__Given data__:
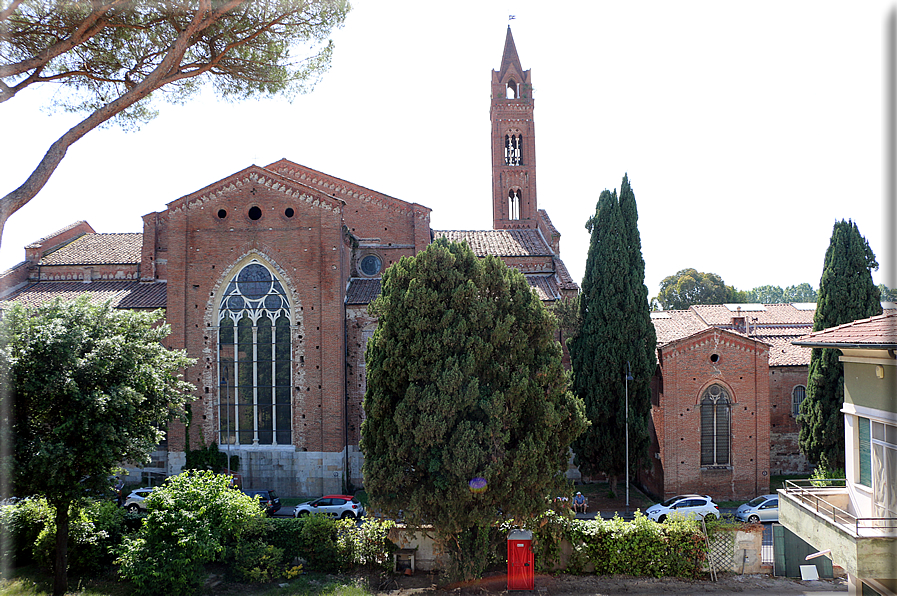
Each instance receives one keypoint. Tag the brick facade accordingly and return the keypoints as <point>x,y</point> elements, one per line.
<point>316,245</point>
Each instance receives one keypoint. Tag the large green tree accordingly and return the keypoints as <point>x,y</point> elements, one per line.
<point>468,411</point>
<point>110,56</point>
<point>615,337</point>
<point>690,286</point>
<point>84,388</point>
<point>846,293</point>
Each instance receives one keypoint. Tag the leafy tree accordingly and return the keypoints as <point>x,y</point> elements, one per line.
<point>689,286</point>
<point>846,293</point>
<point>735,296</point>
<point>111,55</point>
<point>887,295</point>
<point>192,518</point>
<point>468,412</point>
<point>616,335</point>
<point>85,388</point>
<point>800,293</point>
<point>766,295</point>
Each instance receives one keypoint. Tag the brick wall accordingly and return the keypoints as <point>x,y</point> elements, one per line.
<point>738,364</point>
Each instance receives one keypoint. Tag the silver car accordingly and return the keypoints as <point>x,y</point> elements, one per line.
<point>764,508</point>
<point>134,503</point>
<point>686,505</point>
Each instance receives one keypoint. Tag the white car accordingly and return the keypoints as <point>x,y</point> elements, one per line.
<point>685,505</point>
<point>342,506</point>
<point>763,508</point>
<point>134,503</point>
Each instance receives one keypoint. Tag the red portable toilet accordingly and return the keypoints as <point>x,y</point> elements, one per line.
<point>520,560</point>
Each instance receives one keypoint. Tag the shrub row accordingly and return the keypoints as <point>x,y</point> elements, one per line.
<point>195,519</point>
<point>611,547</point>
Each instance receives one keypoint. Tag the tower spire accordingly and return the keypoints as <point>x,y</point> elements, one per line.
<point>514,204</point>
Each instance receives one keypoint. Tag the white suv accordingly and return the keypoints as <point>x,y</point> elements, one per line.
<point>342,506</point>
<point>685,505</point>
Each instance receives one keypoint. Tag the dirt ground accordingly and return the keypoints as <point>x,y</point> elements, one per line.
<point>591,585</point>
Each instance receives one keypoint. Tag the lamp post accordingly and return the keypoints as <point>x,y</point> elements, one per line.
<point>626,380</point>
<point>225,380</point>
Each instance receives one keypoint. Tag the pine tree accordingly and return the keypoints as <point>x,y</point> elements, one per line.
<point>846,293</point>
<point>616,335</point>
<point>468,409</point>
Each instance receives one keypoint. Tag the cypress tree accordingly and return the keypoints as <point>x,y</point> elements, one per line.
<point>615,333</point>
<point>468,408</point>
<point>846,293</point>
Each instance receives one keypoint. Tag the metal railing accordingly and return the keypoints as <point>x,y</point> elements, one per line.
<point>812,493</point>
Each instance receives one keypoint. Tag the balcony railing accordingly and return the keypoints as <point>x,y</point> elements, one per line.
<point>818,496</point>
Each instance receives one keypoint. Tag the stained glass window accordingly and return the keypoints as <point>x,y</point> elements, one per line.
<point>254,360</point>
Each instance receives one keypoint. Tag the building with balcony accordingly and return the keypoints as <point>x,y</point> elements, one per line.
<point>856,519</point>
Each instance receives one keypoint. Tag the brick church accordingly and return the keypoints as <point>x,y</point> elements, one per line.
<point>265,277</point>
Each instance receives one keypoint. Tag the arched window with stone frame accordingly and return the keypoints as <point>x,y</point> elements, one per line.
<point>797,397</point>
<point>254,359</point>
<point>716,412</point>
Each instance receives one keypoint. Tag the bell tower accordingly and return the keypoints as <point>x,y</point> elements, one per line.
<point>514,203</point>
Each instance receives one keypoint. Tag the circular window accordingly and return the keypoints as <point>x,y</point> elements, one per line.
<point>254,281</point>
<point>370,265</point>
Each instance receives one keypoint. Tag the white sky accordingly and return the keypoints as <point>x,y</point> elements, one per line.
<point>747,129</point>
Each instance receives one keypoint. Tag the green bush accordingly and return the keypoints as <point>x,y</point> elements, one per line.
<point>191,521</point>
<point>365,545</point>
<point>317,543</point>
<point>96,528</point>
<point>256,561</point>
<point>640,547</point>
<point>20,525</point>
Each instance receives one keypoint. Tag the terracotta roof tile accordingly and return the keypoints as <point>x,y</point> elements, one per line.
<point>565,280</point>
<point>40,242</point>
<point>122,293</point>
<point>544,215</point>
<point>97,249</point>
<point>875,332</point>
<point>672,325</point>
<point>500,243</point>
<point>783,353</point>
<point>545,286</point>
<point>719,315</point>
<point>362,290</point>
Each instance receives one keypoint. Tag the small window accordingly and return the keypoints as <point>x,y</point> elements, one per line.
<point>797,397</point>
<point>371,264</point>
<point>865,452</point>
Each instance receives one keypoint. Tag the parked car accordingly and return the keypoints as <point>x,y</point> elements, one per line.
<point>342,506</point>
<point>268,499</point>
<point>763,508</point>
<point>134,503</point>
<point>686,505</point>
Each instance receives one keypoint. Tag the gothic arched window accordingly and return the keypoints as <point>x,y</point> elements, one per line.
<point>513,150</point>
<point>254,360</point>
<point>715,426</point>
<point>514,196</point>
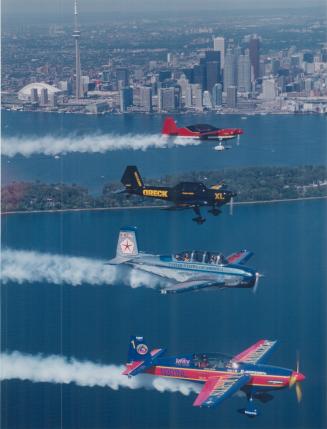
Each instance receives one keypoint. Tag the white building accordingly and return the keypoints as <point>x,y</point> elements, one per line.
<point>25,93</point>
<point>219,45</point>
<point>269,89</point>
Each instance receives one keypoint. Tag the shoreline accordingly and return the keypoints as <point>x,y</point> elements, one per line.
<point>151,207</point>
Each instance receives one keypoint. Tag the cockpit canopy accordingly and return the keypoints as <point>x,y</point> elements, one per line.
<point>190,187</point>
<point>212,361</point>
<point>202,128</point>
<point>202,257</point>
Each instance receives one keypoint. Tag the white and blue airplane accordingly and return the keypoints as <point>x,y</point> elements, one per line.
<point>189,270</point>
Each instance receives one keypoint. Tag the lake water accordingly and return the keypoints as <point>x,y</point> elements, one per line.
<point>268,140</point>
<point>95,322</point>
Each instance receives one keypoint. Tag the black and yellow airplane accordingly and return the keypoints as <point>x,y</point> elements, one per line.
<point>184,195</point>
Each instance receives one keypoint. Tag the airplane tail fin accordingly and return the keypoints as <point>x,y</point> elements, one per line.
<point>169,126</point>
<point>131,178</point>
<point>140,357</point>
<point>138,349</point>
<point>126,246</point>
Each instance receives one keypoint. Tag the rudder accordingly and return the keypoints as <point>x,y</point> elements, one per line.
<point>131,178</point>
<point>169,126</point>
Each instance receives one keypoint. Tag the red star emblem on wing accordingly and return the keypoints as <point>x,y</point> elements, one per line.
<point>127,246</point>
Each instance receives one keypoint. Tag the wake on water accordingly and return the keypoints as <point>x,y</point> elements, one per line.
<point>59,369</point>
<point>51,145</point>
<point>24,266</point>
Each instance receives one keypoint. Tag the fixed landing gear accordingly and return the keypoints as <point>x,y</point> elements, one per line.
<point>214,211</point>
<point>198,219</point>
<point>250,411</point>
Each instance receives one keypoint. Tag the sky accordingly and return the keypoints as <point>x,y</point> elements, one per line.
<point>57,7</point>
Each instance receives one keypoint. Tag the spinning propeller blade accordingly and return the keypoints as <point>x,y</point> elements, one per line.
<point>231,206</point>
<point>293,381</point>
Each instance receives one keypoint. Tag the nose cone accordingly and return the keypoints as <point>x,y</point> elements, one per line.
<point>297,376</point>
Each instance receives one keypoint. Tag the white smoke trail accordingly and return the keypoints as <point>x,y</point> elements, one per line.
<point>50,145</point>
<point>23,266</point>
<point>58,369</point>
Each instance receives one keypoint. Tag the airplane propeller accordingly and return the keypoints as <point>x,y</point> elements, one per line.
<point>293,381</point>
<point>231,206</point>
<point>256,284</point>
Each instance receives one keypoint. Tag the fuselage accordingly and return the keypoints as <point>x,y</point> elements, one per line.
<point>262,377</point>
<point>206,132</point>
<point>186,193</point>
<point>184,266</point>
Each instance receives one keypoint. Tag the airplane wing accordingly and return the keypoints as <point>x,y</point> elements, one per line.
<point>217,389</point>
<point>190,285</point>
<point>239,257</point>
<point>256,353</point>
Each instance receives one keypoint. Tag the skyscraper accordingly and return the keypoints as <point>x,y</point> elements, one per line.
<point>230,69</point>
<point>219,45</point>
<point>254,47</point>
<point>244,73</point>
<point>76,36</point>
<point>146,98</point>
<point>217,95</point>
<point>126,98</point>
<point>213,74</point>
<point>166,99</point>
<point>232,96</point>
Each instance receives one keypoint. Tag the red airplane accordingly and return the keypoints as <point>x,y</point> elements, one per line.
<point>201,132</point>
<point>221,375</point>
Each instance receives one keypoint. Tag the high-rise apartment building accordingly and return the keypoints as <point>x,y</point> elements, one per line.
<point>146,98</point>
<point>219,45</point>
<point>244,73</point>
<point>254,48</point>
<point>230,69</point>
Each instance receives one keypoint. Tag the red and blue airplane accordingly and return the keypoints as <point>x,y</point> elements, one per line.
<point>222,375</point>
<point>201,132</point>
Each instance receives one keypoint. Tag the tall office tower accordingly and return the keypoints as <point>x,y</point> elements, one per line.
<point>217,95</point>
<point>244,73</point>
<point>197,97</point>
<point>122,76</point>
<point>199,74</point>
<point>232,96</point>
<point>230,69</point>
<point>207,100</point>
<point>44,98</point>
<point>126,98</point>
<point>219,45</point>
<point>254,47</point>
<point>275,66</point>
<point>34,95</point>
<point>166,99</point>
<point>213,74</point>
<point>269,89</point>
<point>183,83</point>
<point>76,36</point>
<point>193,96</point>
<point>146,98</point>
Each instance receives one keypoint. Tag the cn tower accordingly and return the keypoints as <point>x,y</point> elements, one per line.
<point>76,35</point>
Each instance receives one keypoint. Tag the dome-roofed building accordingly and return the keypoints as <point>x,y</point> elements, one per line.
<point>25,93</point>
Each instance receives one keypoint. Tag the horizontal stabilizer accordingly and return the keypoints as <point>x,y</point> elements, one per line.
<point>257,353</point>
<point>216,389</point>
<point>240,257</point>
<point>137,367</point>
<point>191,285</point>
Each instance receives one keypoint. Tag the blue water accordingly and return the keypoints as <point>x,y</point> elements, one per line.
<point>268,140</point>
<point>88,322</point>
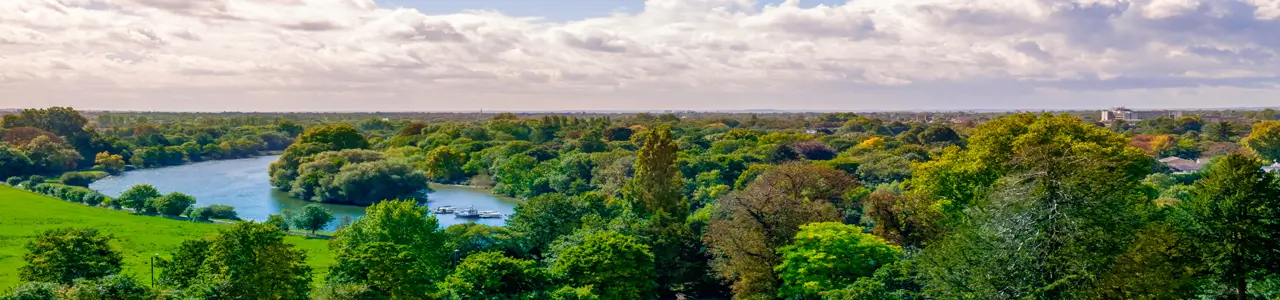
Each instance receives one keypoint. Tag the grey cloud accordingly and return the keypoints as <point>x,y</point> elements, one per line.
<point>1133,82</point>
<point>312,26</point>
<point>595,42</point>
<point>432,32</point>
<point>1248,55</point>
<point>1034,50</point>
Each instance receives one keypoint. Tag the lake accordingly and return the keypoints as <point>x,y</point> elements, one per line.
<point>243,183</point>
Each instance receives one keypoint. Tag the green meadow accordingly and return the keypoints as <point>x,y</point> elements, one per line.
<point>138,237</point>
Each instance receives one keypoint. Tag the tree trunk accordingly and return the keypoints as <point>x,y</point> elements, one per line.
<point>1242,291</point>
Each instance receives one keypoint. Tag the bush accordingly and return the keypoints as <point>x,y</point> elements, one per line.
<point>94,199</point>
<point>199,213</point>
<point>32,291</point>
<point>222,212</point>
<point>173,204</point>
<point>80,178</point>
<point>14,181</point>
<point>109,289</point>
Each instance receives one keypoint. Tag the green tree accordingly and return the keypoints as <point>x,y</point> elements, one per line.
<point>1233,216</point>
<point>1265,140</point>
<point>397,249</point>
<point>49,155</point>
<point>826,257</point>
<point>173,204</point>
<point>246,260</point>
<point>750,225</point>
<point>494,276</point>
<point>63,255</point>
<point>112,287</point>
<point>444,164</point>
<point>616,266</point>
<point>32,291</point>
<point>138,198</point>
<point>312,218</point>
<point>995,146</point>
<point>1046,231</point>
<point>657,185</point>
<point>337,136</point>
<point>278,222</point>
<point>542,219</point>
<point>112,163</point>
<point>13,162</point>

__Task description__:
Copy the records word for word, starting at the line that contains "Each instance receives one keypoint. Tag the blue" and ending after the line that contains "<point>109,289</point>". Leave out the pictures.

__Solution__:
Each instance receives one keypoint. Tag the blue water accordingly and return the keypoints as <point>x,y</point> elements, one per line.
<point>268,140</point>
<point>88,322</point>
Each instance receives one keypoint. Tag the grey cloud accordingly and return the keypoints as <point>x,y</point> elements, one per line.
<point>1133,82</point>
<point>312,26</point>
<point>595,42</point>
<point>432,32</point>
<point>1248,55</point>
<point>1034,50</point>
Each instance receives one keypoint. Tag the lake accordingly and return the keypoints as <point>x,y</point> elements, one per line.
<point>243,183</point>
Each instance receives one keypoint. Tag the green meadow accordingly and return the keypoints as <point>x,y</point> elements, one per line.
<point>138,237</point>
Each instance receives one keypoint. Tag the tree trunk accordingly and return the keypoints as <point>x,y</point> elements, one per line.
<point>1242,291</point>
Each instance receives one keypoint. Tag the bush accordingly and return the keypoints as <point>x,y</point> elements, one per line.
<point>94,199</point>
<point>199,213</point>
<point>32,291</point>
<point>222,212</point>
<point>173,204</point>
<point>80,178</point>
<point>14,181</point>
<point>109,289</point>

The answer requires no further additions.